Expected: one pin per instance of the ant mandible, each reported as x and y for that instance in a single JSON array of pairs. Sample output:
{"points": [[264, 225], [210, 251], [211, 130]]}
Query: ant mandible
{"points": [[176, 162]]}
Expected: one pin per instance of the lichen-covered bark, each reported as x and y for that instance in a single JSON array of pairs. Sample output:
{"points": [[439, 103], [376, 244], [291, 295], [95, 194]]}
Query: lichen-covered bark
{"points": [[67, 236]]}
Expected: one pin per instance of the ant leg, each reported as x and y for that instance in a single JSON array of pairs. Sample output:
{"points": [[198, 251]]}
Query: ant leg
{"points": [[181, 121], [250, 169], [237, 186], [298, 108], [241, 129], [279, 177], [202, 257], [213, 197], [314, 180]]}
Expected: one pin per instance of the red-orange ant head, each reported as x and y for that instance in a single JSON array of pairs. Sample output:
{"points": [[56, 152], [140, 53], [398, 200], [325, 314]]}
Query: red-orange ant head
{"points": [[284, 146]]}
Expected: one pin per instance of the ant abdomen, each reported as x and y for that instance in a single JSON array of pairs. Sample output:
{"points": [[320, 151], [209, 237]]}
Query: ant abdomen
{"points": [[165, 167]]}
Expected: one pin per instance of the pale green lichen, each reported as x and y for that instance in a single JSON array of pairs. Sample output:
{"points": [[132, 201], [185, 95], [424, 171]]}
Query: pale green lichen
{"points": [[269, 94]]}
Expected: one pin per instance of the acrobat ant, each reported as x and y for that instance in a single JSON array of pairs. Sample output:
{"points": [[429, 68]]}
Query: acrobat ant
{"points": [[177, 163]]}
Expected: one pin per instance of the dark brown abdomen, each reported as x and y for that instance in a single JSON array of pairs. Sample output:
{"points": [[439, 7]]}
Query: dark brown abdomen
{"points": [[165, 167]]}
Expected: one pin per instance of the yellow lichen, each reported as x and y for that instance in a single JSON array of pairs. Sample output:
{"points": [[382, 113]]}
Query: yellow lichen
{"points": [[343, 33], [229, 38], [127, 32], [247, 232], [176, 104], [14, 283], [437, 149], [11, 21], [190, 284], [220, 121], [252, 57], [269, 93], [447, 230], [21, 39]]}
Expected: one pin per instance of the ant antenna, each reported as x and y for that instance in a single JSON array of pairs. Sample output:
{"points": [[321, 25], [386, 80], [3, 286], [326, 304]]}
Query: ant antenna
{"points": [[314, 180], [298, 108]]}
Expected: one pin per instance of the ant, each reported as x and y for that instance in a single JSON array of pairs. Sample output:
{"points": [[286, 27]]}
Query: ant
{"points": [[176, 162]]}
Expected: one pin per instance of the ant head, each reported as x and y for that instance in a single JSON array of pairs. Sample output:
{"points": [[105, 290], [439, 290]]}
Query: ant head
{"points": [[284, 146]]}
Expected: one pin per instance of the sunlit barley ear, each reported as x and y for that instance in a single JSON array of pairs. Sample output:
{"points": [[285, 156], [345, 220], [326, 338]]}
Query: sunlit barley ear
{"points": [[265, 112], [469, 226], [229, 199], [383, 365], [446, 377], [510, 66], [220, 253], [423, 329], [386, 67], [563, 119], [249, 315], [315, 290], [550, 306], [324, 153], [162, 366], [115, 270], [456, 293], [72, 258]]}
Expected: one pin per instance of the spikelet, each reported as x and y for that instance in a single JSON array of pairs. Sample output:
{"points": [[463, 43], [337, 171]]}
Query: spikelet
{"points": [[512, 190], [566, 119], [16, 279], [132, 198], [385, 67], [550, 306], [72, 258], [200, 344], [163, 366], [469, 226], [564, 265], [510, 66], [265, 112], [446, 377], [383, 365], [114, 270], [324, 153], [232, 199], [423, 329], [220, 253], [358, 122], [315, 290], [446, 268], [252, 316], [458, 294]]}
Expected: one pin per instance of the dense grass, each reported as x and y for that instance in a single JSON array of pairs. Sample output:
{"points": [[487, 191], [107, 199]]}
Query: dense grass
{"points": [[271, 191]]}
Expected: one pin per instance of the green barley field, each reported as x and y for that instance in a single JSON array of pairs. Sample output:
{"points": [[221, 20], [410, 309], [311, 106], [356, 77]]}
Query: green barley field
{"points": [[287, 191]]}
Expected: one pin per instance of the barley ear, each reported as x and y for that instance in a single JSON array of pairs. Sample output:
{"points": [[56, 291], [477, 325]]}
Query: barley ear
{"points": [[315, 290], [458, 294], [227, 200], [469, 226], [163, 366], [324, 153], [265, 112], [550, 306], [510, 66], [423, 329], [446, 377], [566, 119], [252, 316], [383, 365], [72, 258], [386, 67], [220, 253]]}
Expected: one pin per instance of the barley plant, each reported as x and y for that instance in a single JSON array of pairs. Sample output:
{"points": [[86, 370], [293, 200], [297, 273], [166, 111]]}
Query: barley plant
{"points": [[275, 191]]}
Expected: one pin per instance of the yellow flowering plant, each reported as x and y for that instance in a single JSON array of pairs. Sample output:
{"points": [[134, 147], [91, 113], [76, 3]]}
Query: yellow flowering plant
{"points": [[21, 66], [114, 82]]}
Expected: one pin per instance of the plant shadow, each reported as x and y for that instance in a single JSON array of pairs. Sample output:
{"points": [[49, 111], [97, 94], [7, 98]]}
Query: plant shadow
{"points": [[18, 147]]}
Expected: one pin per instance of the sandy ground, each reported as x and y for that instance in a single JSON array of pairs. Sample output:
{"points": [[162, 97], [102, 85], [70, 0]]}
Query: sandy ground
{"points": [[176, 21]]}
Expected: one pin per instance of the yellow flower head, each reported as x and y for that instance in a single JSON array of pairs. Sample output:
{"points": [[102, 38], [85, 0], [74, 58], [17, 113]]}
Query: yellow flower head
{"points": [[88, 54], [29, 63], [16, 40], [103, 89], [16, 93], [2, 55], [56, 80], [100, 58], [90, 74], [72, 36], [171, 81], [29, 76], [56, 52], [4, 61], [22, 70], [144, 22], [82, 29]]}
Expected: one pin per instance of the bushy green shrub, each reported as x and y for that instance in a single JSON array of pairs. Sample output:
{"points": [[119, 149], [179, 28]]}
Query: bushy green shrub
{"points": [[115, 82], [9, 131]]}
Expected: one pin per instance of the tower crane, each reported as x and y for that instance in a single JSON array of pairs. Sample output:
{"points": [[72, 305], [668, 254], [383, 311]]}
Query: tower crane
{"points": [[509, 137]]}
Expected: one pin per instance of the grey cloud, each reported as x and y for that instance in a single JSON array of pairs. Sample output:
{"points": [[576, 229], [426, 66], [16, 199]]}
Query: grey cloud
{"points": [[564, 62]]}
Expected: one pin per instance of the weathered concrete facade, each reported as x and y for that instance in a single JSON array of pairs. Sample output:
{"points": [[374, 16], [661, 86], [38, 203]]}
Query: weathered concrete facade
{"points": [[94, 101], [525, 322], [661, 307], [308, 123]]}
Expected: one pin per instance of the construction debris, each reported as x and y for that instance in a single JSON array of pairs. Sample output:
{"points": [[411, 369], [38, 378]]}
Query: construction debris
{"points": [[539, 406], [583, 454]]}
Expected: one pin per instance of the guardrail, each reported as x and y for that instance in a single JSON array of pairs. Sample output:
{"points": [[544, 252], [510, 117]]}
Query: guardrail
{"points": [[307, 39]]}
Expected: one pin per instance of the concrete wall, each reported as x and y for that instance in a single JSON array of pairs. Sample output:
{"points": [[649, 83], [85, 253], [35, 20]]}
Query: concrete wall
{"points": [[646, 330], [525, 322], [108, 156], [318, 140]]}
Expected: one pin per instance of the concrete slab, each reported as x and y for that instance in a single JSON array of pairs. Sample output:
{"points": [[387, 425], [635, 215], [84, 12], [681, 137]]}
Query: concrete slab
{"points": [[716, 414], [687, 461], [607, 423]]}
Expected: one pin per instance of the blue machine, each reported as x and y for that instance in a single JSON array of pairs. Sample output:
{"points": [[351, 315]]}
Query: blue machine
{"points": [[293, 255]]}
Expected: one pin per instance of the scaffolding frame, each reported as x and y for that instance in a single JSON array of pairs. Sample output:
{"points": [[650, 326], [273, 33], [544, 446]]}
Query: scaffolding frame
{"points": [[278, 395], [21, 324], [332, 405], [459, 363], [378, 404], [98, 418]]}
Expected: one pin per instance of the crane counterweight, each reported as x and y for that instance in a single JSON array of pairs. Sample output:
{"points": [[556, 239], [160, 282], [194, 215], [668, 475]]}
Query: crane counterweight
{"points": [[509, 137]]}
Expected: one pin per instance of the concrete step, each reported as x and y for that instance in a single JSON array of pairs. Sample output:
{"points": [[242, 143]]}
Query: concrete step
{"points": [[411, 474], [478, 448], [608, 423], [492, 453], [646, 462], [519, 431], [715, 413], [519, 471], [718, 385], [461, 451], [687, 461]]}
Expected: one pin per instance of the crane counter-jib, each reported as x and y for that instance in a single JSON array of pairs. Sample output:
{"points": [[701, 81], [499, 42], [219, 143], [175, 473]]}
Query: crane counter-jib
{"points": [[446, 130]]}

+---+

• YOUR ASSIGNMENT:
Quote verbatim the opening lines of the listing above, ending with the line where "Expected: one pin per instance of the lichen-covered" appears; include both endpoints and nothing more.

• ANSWER TO THIS PROBLEM:
Expected: one pin per instance of the ant mandible, each reported as x and y for that instance in a single JSON array of pairs. Sample output:
{"points": [[264, 225], [210, 251], [211, 130]]}
Query: ant mandible
{"points": [[176, 162]]}
Expected: one pin per instance of the lichen-covered bark, each reported as x and y for that instance in a single JSON array of pairs. Sample output:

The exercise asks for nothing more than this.